** Start of Supplied material **

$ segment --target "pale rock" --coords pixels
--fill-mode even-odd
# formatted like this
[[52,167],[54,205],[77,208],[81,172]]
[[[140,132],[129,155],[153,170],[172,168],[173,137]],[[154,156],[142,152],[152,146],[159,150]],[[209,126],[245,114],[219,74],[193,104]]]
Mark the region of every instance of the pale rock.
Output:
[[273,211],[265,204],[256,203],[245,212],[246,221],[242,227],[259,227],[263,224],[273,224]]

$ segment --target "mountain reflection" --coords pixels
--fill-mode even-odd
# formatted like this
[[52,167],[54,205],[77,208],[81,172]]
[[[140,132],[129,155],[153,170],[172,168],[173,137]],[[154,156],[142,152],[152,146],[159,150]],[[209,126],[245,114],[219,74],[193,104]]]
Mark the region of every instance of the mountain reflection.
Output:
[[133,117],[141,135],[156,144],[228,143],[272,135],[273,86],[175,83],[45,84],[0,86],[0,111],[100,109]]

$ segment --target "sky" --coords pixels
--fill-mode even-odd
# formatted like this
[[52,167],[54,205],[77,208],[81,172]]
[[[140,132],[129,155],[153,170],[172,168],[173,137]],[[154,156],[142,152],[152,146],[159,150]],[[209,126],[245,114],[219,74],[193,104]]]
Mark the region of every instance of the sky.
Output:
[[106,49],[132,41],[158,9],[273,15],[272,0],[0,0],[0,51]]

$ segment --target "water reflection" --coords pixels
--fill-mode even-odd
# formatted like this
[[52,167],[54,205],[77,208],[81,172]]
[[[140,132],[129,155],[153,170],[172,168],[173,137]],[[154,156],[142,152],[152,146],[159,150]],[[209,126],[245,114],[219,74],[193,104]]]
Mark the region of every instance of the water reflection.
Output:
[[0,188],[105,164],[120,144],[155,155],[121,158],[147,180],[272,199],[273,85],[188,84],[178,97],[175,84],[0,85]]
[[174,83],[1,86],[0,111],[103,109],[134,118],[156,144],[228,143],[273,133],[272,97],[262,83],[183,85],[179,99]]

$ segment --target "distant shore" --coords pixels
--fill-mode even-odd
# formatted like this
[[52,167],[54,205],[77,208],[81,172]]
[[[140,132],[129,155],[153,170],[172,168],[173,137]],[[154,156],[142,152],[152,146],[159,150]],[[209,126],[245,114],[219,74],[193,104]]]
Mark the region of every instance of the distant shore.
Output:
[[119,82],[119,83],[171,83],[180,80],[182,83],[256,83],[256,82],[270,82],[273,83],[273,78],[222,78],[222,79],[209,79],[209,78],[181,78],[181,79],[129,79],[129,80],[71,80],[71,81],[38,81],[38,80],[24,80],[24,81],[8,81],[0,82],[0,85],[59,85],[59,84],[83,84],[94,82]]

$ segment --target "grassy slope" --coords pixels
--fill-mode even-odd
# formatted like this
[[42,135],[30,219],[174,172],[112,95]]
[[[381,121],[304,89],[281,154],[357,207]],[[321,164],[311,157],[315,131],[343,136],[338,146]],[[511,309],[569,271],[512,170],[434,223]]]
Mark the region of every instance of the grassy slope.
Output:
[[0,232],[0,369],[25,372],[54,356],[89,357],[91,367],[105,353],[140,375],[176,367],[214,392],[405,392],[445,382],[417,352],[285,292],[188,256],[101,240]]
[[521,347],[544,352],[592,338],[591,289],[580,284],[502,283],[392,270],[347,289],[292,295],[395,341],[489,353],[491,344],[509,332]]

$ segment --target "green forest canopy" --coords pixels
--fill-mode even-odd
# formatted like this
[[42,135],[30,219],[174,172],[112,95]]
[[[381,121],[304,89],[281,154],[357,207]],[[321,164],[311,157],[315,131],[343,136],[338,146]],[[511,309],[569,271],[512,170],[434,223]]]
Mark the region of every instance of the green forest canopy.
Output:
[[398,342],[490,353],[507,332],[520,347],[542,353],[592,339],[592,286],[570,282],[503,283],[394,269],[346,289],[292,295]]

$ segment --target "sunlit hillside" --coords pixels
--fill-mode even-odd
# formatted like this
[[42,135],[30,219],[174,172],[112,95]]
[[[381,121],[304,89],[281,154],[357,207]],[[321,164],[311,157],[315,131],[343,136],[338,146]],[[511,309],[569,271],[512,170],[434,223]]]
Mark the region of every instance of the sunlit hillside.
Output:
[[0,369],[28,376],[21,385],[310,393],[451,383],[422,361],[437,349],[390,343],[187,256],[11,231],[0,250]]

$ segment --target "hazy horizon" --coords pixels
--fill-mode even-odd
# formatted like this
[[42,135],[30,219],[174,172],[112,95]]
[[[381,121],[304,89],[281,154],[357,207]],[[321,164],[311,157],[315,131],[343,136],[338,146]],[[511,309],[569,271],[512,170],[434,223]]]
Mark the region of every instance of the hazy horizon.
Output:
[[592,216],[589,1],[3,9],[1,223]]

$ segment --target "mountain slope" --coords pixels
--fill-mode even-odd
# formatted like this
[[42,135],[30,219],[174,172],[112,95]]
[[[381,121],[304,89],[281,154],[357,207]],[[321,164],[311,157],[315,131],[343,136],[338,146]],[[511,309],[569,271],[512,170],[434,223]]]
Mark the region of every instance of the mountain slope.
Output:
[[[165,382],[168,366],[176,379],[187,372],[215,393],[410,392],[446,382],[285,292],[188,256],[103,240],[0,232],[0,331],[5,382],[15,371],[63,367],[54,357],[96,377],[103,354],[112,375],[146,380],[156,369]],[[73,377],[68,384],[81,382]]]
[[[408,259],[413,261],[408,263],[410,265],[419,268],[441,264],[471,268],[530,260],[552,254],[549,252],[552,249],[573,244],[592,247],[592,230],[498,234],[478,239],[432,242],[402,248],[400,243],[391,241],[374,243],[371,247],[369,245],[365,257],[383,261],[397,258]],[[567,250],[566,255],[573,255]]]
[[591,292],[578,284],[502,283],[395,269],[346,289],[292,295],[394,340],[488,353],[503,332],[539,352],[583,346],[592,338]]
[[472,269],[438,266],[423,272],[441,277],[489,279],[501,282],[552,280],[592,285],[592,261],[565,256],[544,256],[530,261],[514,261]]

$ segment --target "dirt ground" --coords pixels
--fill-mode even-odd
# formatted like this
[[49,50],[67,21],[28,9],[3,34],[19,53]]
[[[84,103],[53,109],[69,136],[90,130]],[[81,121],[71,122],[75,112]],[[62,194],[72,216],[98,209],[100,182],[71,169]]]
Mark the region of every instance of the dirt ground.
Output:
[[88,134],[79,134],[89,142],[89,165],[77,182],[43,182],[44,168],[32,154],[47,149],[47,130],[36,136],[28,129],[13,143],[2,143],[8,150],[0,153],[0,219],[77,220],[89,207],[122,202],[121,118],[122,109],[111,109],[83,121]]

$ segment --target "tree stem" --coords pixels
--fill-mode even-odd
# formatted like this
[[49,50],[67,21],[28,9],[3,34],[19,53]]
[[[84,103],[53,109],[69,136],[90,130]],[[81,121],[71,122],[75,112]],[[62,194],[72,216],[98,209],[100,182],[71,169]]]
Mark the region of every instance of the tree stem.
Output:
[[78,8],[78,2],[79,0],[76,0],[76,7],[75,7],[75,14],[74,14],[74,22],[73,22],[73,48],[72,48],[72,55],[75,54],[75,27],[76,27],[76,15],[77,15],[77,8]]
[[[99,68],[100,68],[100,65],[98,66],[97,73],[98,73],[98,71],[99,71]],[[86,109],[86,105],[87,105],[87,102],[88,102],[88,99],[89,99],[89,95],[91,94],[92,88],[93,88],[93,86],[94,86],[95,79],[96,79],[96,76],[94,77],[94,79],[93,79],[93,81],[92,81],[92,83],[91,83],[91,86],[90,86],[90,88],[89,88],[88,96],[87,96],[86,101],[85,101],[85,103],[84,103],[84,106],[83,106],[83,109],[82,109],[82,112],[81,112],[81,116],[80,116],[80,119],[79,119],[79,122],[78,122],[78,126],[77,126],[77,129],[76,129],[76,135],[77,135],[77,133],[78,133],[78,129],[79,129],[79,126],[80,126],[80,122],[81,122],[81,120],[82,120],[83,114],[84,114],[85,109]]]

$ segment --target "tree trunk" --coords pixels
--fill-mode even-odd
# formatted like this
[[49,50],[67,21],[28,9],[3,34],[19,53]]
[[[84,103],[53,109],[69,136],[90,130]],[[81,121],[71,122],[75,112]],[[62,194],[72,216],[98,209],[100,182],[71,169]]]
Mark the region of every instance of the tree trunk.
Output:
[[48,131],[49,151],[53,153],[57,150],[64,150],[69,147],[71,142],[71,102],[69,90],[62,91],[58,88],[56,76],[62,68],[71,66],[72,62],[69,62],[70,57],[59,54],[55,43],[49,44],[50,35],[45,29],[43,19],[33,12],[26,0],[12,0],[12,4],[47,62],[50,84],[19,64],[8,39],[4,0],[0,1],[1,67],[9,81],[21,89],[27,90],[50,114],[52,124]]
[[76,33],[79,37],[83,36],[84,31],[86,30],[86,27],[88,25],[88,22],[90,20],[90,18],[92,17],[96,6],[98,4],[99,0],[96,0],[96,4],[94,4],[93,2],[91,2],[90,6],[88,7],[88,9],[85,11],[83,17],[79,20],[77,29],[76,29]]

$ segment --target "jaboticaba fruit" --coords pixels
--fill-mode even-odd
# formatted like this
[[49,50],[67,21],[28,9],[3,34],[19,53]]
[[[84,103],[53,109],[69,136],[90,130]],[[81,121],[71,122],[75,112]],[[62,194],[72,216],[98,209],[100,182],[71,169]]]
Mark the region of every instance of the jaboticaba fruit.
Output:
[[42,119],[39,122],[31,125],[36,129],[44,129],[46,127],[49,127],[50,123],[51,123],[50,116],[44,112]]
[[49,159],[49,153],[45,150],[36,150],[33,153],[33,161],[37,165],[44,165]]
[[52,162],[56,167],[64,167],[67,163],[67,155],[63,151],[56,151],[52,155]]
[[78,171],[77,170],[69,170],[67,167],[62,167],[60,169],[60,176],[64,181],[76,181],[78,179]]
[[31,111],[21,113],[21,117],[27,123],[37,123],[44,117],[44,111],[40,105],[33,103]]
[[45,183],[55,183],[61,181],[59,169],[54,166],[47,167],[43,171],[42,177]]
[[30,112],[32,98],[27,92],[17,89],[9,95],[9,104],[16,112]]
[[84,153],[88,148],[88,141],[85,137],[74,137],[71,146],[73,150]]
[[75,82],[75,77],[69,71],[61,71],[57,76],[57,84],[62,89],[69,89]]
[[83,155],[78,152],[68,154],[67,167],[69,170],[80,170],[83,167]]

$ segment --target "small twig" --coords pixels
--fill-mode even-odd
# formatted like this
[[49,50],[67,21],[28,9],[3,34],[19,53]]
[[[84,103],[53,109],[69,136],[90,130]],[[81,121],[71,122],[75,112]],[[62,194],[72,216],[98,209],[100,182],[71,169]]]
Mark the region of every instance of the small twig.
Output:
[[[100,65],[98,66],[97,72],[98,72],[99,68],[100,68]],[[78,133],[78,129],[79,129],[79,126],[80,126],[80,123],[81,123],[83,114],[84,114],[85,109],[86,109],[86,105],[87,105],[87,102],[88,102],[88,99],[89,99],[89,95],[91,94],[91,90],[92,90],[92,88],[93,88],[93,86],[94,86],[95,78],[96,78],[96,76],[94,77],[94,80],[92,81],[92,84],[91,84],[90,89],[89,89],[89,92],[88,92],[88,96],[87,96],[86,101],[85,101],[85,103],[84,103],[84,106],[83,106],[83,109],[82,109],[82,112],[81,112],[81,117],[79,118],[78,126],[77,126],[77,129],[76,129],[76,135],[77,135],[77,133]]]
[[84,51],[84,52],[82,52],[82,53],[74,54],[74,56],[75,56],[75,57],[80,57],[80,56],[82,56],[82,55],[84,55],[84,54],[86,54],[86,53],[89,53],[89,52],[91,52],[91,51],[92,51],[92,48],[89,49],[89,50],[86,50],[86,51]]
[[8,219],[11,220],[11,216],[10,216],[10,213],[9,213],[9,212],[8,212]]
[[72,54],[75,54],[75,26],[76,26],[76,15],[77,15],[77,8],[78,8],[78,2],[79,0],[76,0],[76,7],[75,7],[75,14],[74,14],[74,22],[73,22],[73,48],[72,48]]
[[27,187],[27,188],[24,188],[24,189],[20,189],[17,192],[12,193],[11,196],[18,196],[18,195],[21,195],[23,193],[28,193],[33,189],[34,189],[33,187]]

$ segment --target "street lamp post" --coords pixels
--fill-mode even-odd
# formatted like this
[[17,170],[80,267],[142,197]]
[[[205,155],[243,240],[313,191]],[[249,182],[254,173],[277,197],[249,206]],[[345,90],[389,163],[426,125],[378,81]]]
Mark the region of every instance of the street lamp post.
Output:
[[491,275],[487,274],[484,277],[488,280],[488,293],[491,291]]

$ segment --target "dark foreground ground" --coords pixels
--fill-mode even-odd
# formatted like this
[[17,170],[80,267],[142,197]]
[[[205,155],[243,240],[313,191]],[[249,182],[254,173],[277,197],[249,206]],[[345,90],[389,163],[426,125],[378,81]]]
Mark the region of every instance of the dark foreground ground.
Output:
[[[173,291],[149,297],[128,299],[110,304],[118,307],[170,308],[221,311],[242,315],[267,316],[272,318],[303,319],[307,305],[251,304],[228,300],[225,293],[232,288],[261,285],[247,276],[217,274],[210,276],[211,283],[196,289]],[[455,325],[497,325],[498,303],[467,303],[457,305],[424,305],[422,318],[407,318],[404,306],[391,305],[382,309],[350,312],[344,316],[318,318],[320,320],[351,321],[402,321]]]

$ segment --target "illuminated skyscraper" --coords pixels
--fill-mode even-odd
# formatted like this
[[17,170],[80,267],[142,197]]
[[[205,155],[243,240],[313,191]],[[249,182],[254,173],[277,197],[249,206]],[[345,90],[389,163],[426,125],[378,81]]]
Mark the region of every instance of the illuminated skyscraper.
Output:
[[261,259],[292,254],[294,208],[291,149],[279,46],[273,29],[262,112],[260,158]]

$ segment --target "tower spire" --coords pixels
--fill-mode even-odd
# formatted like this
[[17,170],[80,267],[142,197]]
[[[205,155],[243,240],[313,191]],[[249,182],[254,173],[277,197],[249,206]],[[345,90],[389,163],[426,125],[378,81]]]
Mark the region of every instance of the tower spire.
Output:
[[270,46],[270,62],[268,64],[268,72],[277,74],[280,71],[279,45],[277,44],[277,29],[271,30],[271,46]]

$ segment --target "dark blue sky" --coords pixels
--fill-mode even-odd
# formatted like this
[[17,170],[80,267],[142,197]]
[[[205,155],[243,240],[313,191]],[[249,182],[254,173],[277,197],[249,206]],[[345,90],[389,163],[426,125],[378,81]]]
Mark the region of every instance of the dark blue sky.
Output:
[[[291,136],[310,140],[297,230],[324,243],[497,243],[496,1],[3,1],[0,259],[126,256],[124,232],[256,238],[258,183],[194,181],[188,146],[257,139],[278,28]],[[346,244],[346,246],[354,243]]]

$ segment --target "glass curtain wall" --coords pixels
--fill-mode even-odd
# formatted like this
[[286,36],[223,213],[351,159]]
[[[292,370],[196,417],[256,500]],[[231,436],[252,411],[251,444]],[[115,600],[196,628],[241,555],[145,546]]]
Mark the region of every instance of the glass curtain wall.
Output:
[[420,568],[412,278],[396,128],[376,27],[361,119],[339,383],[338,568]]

** End of Supplied material **

Count the lines of the entries that contain the string "stem", treating uppercase and lowercase as different, and give only the number.

2